# Selected text:
Content starts

One of my childhood favorite book characters, and now a favorite of my first grader, is Mrs. Piggle-Wiggle. Mrs. Piggle-Wiggle is a fanciful widow, who lives in an upside down house and charms the neighborhood children with creative games, parties and her general love of life and adventure. For the parents, she is priceless in terms of her magical cures for problematic children suffering from ailments such as The-Never-Want-To-Go-To-Bedders to The Tattletale. I need her magic now, to give me a Picky-Eater Cure.
In one of the books of the series, the Picky-Eater Cure is a packet of crystals that the parents sprinkle onto food, turning it into white noodles, every time. The idea being that after eating noodles for every meal for days in a row, the child will want to try new foods. Well, Mrs. Piggle-Wiggle, this is not working in my casa. My Picky-Eater is accomplishing one goal: to drive his mother slowly insane. He won’t try new foods yet he is bored and “fired out” (his version of burned out) on the few foods he will consume.
Adding to this is that a necessary medication he takes has the unwelcome side effect of appetite suppression. It’s a hard fight, keeping my lean boy from becoming a slimmer version of himself. Last week, he wouldn’t refuse a bacon & egg taco, and so I found myself at my comal in the mornings, turning a hot tortilla so that it would be perfectly golden brown in spots. He’s only eaten a breakfast taco once this week, predictably fired out on them.

Content ends

# Instructions:
**A.** Reproduce, word for word, the section of the picky-eater passage that opens with the words containing "Adding to this" and closes with "out on them.".
**B.** Write what comes next in the picky-eater passage, picking up after its final sentence.
The data that comes after this point is not required for the work here.

# Information:
Content starts

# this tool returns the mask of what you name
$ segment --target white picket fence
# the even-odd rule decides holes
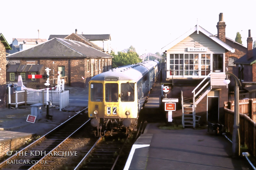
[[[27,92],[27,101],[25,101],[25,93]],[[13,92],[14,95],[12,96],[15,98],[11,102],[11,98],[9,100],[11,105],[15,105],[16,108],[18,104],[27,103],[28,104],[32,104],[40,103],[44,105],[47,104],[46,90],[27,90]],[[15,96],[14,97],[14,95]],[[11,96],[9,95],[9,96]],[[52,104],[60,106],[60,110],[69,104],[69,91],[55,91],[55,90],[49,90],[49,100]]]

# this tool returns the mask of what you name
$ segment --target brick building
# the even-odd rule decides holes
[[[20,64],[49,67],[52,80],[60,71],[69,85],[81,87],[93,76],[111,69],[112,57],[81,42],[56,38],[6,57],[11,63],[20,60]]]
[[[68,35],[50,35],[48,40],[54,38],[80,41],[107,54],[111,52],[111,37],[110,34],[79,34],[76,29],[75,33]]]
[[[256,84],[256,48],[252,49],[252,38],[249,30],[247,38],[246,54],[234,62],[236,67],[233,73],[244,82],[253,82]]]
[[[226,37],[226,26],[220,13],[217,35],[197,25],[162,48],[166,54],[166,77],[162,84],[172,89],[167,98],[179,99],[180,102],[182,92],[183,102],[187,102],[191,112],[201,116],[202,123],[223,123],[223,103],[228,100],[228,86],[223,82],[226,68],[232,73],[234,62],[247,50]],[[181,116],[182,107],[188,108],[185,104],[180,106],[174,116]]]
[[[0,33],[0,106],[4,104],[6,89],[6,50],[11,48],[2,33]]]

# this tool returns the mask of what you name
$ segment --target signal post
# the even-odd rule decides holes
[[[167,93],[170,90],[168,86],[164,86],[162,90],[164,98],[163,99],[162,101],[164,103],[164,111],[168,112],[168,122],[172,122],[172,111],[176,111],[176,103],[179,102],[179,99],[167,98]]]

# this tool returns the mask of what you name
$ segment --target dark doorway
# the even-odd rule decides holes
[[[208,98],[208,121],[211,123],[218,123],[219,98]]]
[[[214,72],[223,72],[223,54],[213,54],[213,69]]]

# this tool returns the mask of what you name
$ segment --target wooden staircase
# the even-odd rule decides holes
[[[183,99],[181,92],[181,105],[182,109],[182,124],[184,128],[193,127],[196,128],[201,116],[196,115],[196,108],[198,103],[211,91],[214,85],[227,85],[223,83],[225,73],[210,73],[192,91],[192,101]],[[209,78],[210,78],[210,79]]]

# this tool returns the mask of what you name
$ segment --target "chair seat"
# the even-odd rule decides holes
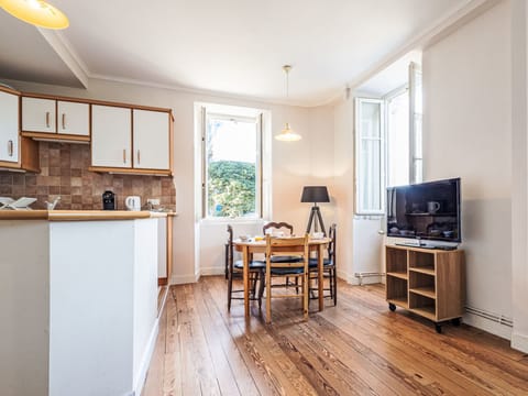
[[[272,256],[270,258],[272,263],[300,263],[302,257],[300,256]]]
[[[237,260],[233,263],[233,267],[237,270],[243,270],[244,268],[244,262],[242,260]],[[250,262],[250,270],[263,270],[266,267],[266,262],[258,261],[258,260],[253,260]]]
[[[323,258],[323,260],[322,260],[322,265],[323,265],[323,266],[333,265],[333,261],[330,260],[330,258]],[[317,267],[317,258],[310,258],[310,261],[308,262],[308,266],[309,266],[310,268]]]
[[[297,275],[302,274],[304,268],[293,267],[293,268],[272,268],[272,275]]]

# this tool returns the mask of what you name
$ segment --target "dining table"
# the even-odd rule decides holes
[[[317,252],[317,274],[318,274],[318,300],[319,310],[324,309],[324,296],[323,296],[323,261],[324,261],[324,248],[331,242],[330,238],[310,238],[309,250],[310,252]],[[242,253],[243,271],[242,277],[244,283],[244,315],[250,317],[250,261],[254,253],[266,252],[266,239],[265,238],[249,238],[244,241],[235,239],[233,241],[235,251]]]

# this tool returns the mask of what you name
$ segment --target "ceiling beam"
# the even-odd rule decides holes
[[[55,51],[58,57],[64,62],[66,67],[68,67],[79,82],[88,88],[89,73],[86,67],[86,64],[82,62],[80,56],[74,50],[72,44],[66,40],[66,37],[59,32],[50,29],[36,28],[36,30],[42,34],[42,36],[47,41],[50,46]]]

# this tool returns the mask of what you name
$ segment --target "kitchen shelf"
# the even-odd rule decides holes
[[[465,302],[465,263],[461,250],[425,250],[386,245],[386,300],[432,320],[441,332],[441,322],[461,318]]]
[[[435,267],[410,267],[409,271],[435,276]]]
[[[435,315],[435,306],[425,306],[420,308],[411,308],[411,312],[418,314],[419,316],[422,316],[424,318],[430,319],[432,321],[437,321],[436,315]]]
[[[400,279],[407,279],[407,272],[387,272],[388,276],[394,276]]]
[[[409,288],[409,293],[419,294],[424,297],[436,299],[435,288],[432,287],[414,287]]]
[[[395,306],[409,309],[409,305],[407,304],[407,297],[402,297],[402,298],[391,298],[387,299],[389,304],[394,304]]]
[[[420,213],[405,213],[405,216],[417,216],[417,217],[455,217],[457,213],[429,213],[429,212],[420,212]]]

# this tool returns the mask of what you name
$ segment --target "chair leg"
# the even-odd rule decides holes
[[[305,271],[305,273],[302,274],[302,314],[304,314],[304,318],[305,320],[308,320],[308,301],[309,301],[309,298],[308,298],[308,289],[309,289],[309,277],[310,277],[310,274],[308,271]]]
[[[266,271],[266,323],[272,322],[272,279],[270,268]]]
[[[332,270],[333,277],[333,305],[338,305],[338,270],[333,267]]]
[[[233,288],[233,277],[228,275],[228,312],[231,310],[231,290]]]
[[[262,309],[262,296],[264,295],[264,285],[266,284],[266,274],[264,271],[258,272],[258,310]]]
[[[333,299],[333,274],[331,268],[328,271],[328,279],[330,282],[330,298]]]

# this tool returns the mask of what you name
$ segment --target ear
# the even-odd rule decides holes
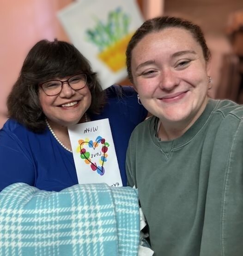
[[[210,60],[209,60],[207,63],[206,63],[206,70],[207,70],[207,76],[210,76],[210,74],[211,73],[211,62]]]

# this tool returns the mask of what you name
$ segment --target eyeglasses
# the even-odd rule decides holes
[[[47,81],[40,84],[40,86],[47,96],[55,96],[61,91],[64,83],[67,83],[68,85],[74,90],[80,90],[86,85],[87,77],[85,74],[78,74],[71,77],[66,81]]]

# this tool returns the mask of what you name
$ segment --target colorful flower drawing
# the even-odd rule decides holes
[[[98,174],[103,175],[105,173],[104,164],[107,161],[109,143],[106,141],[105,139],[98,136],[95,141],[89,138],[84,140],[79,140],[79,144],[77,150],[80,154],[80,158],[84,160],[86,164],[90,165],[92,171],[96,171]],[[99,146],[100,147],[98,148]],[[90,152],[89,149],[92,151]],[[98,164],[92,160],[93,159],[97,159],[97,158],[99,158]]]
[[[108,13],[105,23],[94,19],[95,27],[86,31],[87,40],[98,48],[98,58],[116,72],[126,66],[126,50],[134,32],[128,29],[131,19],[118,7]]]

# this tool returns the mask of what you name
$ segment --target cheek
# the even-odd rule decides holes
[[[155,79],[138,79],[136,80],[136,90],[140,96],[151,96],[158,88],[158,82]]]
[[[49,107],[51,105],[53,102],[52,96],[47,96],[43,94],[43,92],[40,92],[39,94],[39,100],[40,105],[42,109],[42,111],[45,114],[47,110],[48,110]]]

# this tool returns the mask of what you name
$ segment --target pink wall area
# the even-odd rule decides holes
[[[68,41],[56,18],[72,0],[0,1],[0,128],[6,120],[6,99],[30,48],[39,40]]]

Content ends
Content starts

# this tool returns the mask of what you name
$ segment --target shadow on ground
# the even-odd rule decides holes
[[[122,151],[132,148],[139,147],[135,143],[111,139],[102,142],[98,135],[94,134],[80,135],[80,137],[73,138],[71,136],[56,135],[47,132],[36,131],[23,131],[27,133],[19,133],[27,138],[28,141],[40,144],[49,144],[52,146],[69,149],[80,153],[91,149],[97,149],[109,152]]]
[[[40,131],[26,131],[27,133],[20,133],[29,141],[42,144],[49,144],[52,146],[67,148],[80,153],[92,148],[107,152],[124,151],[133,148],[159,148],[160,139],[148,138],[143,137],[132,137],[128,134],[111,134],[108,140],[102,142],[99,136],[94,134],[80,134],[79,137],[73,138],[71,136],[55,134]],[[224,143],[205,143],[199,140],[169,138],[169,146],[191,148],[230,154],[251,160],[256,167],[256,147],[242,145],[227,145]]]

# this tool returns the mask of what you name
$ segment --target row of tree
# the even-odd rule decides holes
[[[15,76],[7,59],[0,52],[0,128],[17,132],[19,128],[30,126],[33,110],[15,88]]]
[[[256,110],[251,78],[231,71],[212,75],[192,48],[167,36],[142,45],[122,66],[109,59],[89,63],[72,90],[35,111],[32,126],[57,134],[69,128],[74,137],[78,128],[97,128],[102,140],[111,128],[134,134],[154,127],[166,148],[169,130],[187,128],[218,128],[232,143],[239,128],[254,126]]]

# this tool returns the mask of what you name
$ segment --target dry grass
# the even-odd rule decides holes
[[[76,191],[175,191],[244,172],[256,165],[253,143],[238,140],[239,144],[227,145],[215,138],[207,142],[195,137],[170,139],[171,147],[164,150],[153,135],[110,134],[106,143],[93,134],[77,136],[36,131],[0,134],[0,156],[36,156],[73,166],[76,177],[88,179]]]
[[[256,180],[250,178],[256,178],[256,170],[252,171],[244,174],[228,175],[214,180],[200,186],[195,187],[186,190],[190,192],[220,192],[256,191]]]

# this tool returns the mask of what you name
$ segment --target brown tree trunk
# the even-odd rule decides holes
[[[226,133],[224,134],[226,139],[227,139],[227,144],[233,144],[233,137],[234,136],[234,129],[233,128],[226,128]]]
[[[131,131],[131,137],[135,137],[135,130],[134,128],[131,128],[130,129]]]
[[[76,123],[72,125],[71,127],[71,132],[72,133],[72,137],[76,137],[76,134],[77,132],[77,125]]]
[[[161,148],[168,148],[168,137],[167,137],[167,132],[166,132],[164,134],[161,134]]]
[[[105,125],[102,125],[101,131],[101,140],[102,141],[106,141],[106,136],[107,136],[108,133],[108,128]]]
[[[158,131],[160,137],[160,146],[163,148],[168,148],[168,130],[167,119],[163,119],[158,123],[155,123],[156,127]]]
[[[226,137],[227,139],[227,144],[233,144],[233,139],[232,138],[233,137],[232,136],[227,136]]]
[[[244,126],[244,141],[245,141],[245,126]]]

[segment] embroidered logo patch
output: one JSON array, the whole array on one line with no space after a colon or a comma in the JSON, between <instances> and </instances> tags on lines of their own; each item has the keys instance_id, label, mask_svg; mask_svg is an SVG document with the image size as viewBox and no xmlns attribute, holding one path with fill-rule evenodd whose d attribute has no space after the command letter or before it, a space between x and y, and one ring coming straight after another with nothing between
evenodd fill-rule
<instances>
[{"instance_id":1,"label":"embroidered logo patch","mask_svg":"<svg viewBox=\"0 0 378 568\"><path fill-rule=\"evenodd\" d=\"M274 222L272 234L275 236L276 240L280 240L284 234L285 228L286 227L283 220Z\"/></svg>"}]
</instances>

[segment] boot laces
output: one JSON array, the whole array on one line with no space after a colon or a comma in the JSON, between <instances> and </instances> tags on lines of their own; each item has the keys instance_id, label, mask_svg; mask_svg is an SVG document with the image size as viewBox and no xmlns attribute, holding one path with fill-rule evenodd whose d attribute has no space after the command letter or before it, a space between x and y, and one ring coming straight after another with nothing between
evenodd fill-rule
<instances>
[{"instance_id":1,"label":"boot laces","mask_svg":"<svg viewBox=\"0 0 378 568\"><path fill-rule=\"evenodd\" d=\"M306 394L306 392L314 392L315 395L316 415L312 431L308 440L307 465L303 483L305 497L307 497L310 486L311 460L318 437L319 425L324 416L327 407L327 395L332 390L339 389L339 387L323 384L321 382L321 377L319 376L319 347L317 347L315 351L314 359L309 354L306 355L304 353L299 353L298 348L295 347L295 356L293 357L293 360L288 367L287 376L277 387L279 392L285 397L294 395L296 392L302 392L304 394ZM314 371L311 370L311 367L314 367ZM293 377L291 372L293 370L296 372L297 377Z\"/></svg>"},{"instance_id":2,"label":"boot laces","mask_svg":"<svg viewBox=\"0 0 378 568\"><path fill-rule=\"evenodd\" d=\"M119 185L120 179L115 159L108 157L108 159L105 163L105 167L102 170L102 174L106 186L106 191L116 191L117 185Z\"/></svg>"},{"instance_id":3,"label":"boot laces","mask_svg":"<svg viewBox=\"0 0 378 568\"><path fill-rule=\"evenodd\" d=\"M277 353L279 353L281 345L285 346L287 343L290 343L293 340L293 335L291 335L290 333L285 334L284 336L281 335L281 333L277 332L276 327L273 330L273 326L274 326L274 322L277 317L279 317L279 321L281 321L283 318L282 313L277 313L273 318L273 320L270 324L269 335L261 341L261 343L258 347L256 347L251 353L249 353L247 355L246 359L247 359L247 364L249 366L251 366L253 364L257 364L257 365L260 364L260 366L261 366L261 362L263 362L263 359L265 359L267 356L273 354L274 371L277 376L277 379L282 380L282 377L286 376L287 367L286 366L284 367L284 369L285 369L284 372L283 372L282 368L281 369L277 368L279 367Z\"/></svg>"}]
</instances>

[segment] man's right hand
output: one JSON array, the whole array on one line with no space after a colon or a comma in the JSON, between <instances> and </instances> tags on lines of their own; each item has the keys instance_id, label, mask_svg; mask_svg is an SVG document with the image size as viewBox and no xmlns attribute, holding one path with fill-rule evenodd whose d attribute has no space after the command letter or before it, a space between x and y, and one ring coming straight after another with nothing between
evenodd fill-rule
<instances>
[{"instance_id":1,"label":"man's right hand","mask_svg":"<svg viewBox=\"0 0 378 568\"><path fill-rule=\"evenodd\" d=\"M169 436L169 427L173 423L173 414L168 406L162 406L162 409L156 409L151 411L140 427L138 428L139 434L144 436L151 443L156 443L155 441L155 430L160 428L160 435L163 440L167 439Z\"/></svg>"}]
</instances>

Content ends
Content starts

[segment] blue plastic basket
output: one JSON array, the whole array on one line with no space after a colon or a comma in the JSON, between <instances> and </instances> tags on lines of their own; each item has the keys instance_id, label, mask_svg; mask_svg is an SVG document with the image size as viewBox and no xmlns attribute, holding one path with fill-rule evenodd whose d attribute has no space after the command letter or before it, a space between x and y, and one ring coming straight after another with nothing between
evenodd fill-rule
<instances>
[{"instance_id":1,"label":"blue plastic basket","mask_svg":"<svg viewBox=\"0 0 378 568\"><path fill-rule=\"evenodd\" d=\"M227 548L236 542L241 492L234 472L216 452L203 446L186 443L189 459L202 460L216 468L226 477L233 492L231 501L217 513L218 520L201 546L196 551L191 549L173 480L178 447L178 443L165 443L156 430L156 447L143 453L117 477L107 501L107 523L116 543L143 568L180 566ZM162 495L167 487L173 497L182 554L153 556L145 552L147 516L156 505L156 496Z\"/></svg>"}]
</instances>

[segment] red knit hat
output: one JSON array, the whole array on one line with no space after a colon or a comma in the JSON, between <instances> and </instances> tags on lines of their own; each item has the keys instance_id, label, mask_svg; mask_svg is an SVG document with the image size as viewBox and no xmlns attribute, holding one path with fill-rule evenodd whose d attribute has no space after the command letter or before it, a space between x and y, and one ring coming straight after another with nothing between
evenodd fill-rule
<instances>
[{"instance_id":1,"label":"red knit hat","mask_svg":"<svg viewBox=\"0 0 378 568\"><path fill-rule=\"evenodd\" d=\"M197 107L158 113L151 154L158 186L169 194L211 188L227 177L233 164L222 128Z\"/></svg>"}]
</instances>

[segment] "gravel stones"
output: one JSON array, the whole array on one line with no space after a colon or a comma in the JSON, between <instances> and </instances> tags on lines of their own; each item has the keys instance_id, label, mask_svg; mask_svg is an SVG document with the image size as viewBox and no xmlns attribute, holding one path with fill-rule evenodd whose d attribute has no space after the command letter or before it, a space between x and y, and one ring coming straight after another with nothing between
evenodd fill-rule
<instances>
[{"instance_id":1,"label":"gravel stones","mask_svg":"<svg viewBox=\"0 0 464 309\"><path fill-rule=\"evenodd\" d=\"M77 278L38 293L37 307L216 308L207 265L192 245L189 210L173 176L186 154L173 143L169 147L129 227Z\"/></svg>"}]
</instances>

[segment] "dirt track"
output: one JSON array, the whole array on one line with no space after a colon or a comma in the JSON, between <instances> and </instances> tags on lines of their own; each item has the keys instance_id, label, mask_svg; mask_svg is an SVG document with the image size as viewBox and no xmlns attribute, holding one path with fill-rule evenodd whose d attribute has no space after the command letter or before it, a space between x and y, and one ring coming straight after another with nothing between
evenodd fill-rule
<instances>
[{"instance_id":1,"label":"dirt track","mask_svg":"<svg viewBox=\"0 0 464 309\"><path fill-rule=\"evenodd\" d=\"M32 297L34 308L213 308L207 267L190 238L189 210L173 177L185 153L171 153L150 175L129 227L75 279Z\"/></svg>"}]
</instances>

Content ends

# Your written answers:
**A.**
Adding to this is that a necessary medication he takes has the unwelcome side effect of appetite suppression. It’s a hard fight, keeping my lean boy from becoming a slimmer version of himself. Last week, he wouldn’t refuse a bacon & egg taco, and so I found myself at my comal in the mornings, turning a hot tortilla so that it would be perfectly golden brown in spots. He’s only eaten a breakfast taco once this week, predictably fired out on them.

**B.**
Breakfast is hugely important to a child’s day, since research shows that hungry kids have more problems concentrating on their school day. For my son, it’s doubly important, as his lunch is often returned virtually untouched. My problem is finding a food that he’ll happily eat, first thing in the morning. Like me, he doesn’t feel hunger until he’s been awake a few hours. Unfortunately, he doesn’t wake up more than an hour before school time.
I’m certain there are other parents out there who deal with a child that exists on milk and air, but sometimes I feel very alone. And resorting to the foods he will pounce on (cheese pizza, sausage pizza, chicken tenders, cheeseburgers, french fries) leaves me knowing I’m not providing very good nutrition. Yes, I sneak in vegetarian “chicken” patties from time to time, and he loves a good steak, but it’s not enough. He will eat fruits, but his only veggies are raw carrots and corn on the cob. We’re religious with the multi-vitamins, as you can imagine.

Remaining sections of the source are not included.